▶ WHAT IS ASKED:
Exactly as written, print each record in the listing.

——————

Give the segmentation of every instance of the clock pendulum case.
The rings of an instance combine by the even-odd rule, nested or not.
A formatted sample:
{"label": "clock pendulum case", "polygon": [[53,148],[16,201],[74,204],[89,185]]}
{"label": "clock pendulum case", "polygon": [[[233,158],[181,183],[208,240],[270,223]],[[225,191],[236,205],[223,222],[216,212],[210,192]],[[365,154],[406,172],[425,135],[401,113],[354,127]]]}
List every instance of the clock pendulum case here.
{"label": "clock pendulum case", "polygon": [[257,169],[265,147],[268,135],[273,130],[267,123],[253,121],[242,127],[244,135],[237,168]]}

——————

▶ SOLUTION:
Give the segmentation of every instance of the clock pendulum case.
The rings of an instance combine by the even-odd rule, nested or not.
A formatted sample:
{"label": "clock pendulum case", "polygon": [[53,148],[16,201],[74,204],[89,185]]}
{"label": "clock pendulum case", "polygon": [[[233,158],[181,183],[208,240],[270,223]],[[225,191],[236,205],[223,222],[216,212],[210,192]],[[365,154],[406,172],[425,135],[401,113],[354,127]]]}
List every instance of the clock pendulum case here.
{"label": "clock pendulum case", "polygon": [[257,169],[265,147],[268,135],[273,130],[267,123],[253,121],[242,127],[244,135],[237,168]]}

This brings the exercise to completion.